In one example, system 1000 includes storage subsystem 1080 to store data in a nonvolatile manner. In one example, in certain system implementations, at least certain components of storage 1080 can overlap with components of memory subsystem 1020. Storage subsystem 1080 includes storage device(s) 1084, which can be or include any conventional medium for storing large amounts of data in a nonvolatile manner, such as one or more magnetic, solid state, or optical based disks, or a combination. Storage 1084 holds code or instructions and data 1086 in a persistent state (e.g., the value is retained despite interruption of power to system 1000). Storage 1084 can be generically considered to be a “memory,” although memory 1030 is typically the executing or operating memory to provide instructions to processor 1010. Whereas storage 1084 is nonvolatile, memory 1030 can include volatile memory (e.g., the value or state of the data is indeterminate if power is interrupted to system 1000). In one example, storage subsystem 1080 includes controller 1082 to interface with storage 1084. In one example controller 1082 is a physical part of interface 1014 or processor 1010 or can include circuits or logic in both processor 1010 and interface 1014.

A volatile memory is memory whose state (and therefore the data stored in it) is indeterminate if power is interrupted to the device. Dynamic volatile memory uses refreshing the data stored in the device to maintain state. One example of dynamic volatile memory includes DRAM (Dynamic Random Access Memory), or some variant such as Synchronous DRAM (SDRAM). An example of a volatile memory include a cache. A memory subsystem as described herein may be compatible with a number of memory technologies, such as those consistent with specifications from JEDEC (Joint Electronic Device Engineering Council) or others or combinations of memory technologies, and technologies based on derivatives or extensions of such specifications.

● **Task**: For each statement, say yes or no to whether it agrees with the passage on system storage, and quote the exact words of the passage that settle it: (a) Storage 1084 keeps its code and data when power to system 1000 is cut. (b) Controller 1082 can only ever be part of processor 1010. (c) Dynamic volatile memory holds its state without any refreshing of its data. Use only the passage on system storage, with no outside knowledge.

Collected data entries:
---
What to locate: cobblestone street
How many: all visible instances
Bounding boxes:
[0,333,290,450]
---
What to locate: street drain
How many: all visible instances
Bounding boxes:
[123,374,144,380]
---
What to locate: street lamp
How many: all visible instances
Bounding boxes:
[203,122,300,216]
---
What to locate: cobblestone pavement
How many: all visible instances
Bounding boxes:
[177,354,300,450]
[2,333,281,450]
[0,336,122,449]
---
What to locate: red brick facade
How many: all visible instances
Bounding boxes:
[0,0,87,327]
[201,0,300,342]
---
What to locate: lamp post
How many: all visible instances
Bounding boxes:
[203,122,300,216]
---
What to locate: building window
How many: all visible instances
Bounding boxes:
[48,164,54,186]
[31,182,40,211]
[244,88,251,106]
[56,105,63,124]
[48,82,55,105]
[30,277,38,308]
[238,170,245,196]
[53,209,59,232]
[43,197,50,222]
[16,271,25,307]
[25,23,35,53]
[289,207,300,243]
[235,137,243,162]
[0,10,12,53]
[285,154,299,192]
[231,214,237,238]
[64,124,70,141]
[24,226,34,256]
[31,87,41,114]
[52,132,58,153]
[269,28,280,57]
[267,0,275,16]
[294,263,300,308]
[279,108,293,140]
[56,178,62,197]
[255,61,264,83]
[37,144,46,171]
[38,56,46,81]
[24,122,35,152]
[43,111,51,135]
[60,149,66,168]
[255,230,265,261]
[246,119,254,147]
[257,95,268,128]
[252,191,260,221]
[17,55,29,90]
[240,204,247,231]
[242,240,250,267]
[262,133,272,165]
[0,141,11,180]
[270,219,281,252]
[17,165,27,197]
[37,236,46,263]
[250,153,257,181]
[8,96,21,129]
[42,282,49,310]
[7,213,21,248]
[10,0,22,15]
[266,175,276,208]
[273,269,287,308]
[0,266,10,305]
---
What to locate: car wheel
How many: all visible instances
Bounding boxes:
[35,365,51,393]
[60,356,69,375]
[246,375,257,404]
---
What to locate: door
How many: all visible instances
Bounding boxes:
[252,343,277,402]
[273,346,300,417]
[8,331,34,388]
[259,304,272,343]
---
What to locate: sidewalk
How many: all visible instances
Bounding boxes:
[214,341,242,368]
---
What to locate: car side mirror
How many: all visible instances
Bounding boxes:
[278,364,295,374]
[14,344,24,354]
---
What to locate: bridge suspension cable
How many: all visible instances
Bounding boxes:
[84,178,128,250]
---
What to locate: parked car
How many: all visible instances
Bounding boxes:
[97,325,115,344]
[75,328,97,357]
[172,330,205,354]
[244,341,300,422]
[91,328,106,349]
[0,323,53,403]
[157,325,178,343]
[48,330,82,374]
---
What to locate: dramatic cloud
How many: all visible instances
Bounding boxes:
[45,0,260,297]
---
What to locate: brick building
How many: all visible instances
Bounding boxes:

● **Result of the exercise**:
(a) Yes: "Storage 1084 holds code or instructions and data 1086 in a persistent state (e.g., the value is retained despite interruption of power to system 1000)."
(b) No: "controller 1082 is a physical part of interface 1014 or processor 1010 or can include circuits or logic in both processor 1010 and interface 1014."
(c) No: "Dynamic volatile memory uses refreshing the data stored in the device to maintain state."